• PASSAGE GIVEN:
The inspectors examined the posting and physical controls for selected high radiation areas and very high radiation areas to verify conformance with the occupational performance indicator.

b. Findings

No findings were identified.

.4 Radiation Worker Performance (02.07)

a. Inspection Scope

The inspectors observed radiation worker performance with respect to stated radiation protection work requirements. The inspectors assessed whether workers were aware of the radiological conditions in their workplace and the RWP controls/limits in place, and whether their performance reflected the level of radiological hazards present.

b. Findings

No findings were identified.

.5 Radiation Protection Technician Proficiency (02.08)

a. Inspection Scope

The inspectors observed the performance of the radiation protection technicians with respect to all radiation protection work requirements. The inspectors evaluated whether technicians were aware of the radiological conditions in their workplace and the RWP controls/limits, and whether their performance was consistent with their training and qualifications with respect to the radiological hazards and work activities.

b. Findings

No findings were identified.

2RS2 Occupational As-Low-As-Is-Reasonably-Achievable Planning and Controls

This inspection effort constituted a partial sample as defined in IP 71124.02-05 and will be counted as a complete sample in a later inspection report.

• STATED EXERCISE 1: In the inspection report, take the part starting at "The inspectors observed radiation" and ending at "radiological hazards present." and write it out again, substituting "radiation conditions" for "radiological conditions".
The records that come next are unrelated to the inspection report.

Entries pulled from a collection:
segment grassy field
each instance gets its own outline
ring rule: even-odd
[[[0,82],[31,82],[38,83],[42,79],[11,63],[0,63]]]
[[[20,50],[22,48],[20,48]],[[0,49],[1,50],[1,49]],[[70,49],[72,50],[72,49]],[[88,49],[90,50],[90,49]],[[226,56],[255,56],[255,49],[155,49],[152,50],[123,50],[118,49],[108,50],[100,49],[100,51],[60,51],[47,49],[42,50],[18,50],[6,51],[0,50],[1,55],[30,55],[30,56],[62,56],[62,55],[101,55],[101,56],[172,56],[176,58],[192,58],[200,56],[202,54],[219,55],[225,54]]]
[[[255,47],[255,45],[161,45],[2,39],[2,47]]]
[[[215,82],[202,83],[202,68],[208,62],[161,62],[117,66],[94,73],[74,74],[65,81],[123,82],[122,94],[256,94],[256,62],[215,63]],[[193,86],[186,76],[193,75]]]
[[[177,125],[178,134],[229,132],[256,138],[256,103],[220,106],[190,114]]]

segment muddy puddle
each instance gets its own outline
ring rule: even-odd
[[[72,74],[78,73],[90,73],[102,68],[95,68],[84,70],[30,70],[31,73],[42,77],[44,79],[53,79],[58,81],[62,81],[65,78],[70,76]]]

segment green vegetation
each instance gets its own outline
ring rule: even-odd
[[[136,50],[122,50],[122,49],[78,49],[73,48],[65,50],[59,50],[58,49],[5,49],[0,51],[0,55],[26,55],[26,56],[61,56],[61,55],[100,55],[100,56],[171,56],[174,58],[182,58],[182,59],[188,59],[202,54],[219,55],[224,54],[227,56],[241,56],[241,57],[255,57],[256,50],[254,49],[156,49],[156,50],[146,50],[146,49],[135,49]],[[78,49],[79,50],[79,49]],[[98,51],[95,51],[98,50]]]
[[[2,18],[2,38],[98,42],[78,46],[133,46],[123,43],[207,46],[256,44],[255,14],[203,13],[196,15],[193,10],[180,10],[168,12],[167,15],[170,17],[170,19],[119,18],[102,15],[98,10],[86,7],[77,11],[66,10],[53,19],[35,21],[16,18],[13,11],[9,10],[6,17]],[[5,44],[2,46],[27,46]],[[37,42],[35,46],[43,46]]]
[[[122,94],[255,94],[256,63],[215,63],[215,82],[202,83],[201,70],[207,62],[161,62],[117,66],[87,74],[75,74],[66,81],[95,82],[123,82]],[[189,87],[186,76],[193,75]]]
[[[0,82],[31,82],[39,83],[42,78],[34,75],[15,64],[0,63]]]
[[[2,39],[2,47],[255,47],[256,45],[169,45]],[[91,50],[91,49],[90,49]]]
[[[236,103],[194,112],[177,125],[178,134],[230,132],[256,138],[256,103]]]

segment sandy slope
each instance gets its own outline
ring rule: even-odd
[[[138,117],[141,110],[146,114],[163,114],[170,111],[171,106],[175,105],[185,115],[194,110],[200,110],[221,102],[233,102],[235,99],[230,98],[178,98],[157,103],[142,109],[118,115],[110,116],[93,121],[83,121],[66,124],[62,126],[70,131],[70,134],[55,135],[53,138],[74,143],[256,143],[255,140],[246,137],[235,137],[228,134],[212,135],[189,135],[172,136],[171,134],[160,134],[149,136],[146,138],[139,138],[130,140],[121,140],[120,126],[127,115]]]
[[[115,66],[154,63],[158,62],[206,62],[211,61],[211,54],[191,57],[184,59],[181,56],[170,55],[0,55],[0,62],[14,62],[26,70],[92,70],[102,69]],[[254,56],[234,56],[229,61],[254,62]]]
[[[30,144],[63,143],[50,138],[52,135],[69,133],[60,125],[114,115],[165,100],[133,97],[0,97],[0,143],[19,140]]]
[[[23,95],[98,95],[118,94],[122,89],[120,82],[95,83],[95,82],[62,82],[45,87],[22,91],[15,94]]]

• STATED EXERCISE 2: Return the lines of the records starting at their first line and ending at the line that contains "[[[0,82],[31,82],[38,83],[42,79],[11,63],[0,63]]]", copied exactly.

• CORRECT RESULT 1:
The inspectors observed radiation worker performance with respect to stated radiation protection work requirements. The inspectors assessed whether workers were aware of the radiation conditions in their workplace and the RWP controls/limits in place, and whether their performance reflected the level of radiological hazards present.

• CORRECT RESULT 2:
segment grassy field
each instance gets its own outline
ring rule: even-odd
[[[0,82],[31,82],[38,83],[42,79],[11,63],[0,63]]]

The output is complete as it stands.